Report each line of the material below that contains the word "ground", copying every such line in full.

=== Information given ===
________
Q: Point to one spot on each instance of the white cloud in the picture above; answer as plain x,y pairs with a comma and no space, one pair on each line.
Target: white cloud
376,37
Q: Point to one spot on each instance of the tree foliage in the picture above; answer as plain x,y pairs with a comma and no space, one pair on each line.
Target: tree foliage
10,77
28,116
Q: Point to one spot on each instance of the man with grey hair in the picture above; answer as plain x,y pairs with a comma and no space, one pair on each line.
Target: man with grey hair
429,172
________
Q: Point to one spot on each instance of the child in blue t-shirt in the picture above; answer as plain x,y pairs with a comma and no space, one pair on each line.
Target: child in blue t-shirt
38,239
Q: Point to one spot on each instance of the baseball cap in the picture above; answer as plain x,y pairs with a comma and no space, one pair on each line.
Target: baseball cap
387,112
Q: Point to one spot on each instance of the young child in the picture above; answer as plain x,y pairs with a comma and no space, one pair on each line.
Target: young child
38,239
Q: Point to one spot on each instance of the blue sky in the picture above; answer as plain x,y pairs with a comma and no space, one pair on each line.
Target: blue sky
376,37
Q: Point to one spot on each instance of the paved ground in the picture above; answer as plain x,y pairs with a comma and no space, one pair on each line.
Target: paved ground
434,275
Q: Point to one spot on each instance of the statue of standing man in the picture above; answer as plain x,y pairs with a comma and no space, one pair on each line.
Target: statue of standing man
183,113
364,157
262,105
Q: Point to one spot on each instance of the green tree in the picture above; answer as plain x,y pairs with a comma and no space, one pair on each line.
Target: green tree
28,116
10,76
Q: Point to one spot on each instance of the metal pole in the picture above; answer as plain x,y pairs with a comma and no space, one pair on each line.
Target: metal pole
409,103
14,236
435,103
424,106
________
=== Task output ===
Q: Point to one spot on each instance of the paved ground in the picture above; answer as plain x,y pairs with a comma and no space, one pair on each line.
Target: paved ground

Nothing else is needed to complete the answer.